**Task brief:**
Your output is the line containing "Expected output: one point per instance of the shrub, every" plus all lines after it to the end of the records, reproduced exactly, with nothing else.

**Pointing dataset records:**
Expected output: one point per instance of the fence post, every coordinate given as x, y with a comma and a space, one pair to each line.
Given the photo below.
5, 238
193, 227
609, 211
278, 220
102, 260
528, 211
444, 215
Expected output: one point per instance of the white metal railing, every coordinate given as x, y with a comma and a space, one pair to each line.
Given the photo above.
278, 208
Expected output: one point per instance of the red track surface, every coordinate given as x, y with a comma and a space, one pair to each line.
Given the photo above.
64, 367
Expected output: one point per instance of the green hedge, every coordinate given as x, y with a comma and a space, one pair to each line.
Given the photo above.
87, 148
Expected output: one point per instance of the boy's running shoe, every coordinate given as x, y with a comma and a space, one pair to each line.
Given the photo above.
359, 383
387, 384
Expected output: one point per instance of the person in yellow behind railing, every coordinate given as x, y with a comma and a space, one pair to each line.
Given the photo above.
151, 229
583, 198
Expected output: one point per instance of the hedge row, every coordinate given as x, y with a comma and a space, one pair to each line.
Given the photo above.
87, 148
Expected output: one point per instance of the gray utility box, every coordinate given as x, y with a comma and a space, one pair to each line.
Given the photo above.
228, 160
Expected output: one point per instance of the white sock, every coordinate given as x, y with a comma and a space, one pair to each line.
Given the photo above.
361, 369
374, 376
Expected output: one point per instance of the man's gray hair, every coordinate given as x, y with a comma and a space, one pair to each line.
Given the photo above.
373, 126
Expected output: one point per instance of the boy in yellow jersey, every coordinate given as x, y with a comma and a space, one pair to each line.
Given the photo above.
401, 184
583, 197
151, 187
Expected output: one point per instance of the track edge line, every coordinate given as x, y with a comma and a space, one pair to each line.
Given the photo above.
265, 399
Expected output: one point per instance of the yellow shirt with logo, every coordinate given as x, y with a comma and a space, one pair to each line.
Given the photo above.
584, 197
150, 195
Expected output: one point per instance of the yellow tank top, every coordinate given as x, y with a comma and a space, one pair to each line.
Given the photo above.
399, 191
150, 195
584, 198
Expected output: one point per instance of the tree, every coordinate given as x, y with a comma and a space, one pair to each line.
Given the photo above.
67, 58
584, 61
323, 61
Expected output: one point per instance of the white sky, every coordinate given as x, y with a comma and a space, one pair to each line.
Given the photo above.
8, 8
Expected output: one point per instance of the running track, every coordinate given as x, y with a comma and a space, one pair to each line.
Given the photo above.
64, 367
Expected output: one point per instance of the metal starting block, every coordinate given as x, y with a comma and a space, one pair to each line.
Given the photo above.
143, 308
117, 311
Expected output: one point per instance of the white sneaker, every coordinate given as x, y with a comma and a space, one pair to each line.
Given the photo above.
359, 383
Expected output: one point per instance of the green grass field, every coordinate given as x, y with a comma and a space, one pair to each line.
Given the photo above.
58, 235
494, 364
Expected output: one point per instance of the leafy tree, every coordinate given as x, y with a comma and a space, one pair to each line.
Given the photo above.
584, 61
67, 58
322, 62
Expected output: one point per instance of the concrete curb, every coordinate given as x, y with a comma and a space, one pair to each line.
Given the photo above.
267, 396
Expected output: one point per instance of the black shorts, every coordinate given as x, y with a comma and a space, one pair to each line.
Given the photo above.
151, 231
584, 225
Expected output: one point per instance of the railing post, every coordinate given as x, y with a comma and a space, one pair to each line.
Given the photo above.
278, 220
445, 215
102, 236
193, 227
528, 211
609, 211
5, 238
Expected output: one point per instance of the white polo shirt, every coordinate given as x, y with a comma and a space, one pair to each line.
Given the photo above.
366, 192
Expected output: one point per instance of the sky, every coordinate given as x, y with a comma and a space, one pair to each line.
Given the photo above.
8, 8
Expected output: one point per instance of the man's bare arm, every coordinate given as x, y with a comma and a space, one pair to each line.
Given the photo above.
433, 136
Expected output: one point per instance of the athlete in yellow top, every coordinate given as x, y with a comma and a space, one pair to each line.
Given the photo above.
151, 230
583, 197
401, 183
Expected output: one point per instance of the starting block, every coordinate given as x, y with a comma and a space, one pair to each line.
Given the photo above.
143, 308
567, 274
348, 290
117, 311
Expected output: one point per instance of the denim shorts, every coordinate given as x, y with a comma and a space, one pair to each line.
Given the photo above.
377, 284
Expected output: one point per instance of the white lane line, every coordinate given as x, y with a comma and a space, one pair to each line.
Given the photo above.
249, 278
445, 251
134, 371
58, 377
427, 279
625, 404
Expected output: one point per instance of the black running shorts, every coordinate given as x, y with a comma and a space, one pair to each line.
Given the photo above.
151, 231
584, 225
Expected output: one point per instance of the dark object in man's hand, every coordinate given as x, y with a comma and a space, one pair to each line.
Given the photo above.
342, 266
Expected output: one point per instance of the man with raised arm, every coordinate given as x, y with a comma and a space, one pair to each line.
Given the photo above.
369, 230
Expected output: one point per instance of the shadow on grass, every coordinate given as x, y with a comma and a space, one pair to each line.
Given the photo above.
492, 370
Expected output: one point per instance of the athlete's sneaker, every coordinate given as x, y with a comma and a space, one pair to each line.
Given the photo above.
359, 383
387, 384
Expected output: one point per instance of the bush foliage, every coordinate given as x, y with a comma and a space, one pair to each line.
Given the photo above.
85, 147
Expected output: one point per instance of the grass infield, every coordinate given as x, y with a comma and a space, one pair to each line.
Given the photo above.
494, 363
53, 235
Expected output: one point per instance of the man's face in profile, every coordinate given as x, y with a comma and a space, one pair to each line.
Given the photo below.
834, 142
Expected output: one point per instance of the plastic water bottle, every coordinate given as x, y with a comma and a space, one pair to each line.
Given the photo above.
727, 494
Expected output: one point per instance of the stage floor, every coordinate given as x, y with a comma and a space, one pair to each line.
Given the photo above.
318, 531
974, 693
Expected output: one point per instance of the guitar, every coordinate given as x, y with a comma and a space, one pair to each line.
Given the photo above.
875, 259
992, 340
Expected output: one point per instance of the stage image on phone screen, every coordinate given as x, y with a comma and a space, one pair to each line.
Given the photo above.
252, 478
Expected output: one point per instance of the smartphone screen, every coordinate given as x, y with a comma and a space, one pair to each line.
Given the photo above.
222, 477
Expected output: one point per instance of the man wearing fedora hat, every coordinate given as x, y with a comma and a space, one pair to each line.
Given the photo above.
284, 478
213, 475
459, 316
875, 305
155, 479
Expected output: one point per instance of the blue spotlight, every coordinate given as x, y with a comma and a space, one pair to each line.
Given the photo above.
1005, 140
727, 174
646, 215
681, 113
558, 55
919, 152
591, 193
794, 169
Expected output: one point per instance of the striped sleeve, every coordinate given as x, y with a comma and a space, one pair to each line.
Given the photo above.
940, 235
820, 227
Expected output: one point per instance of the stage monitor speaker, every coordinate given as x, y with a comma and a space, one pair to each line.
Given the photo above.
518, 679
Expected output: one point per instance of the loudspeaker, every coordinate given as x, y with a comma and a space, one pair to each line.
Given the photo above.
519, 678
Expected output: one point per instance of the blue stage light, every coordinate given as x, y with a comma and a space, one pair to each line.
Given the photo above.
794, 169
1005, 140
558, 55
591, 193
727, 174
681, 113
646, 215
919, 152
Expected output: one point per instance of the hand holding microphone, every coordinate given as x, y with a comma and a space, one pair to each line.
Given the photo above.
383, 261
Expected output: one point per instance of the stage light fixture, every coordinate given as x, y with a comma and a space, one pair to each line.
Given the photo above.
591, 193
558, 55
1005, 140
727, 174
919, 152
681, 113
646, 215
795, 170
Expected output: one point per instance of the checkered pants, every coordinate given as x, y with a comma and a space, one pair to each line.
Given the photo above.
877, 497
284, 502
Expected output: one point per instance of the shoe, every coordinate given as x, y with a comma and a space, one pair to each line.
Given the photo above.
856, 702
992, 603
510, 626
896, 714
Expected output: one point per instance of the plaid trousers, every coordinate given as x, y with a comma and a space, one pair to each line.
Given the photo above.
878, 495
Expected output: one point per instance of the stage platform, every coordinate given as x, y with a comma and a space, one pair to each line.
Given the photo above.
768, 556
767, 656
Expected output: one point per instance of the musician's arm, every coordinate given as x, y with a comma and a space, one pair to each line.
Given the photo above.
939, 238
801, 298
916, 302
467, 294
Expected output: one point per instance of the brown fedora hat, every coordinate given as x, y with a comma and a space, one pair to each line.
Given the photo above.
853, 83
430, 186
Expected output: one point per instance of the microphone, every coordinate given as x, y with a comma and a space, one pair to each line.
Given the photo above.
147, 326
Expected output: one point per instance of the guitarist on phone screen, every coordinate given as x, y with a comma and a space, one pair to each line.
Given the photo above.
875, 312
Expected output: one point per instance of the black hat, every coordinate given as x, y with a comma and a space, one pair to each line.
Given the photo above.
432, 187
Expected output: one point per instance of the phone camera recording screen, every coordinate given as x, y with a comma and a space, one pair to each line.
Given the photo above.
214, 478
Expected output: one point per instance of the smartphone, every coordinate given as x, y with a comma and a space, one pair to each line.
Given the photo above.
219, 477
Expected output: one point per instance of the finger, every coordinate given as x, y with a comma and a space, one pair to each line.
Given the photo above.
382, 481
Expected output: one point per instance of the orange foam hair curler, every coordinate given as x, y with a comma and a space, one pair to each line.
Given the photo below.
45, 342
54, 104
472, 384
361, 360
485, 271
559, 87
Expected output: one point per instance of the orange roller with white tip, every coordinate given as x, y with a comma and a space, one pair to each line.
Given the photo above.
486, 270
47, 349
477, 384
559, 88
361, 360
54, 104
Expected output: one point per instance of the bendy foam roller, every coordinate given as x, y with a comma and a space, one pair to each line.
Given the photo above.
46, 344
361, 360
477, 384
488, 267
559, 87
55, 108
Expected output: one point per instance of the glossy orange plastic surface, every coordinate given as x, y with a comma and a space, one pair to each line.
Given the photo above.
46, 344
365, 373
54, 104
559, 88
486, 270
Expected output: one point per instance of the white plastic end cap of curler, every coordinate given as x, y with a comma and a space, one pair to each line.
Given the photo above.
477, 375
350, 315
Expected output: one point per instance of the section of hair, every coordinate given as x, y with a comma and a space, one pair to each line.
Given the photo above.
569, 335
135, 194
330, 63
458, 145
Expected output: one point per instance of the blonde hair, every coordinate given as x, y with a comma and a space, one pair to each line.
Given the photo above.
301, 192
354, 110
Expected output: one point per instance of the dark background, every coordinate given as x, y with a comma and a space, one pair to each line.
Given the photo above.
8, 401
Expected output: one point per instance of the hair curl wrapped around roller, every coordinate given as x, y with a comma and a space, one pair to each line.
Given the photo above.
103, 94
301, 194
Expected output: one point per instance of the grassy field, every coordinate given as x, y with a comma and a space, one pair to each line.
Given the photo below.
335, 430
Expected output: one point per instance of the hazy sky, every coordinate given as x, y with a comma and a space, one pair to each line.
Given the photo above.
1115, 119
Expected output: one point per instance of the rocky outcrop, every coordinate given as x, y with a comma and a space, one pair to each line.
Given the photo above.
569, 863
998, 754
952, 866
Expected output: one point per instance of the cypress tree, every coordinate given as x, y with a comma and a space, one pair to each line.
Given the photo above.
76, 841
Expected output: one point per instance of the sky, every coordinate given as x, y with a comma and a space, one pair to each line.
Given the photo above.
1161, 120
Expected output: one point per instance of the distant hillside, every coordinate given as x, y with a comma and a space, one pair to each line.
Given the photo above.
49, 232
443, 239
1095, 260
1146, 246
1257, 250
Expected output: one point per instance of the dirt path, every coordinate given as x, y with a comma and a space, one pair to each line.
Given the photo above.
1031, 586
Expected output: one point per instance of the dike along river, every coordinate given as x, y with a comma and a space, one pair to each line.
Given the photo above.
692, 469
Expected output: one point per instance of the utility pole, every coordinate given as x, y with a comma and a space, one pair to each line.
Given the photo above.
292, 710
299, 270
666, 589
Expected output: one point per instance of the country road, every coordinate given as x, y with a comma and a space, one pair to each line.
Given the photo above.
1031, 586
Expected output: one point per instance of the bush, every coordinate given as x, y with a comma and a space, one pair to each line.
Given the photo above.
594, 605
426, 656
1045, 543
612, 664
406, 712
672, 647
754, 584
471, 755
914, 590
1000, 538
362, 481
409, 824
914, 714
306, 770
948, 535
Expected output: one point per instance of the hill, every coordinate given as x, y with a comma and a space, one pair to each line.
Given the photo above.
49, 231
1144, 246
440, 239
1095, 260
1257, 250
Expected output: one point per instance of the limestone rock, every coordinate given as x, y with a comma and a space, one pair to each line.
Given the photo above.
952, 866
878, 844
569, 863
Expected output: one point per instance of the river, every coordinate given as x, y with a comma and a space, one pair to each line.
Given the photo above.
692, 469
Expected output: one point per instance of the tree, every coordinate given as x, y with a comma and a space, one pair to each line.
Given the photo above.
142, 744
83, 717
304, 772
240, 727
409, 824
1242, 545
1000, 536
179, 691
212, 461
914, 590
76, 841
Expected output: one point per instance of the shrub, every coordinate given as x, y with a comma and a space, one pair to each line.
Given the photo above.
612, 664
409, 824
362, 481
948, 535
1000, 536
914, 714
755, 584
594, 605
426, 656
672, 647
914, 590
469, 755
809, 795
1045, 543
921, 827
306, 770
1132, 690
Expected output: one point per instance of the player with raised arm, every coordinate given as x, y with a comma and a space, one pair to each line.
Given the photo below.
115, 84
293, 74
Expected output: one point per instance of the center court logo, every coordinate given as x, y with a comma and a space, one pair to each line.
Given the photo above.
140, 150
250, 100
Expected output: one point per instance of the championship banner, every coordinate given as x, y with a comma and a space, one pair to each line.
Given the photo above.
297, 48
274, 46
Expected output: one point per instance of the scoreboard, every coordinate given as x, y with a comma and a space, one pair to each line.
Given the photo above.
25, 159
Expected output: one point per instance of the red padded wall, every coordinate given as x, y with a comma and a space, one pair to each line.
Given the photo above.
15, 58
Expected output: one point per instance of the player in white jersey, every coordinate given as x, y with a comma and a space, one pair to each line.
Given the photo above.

**Right answer:**
Expected output: one point per instance of the shrub, every coordinate given as x, y with a comma and a space, one pair to each line.
Given the photo above.
612, 664
409, 824
362, 481
948, 535
1000, 536
914, 714
755, 584
594, 605
426, 656
672, 647
914, 590
469, 755
809, 795
1045, 543
921, 827
306, 770
1132, 690
Expected output: one point per instance of the player with raised arm, every coordinate given as x, y with a comma and a space, one pair to each line.
Given the photo below.
115, 84
293, 74
Expected output: one point per instance of the center court logo, every coordinate given as x, y with a comma and a space, one pair to each line.
Given the photo above.
140, 150
250, 100
Expected output: one point per instance of the championship banner, every coordinate given as x, y with a comma and a space, one pair to each line.
Given the photo above.
297, 48
274, 46
Expected output: one point per instance of the scoreboard, every coordinate given as x, y with a comma and a space, one pair to each line.
Given the photo above.
25, 159
Expected output: one point per instance of the red padded wall, every coordinate given as x, y with a comma and a space, one pair to each line.
Given the photo above.
15, 58
Expected output: one point per instance of the player in white jersey, every coordinate given as x, y with a comma and a space, one pair to each line.
Given the photo above.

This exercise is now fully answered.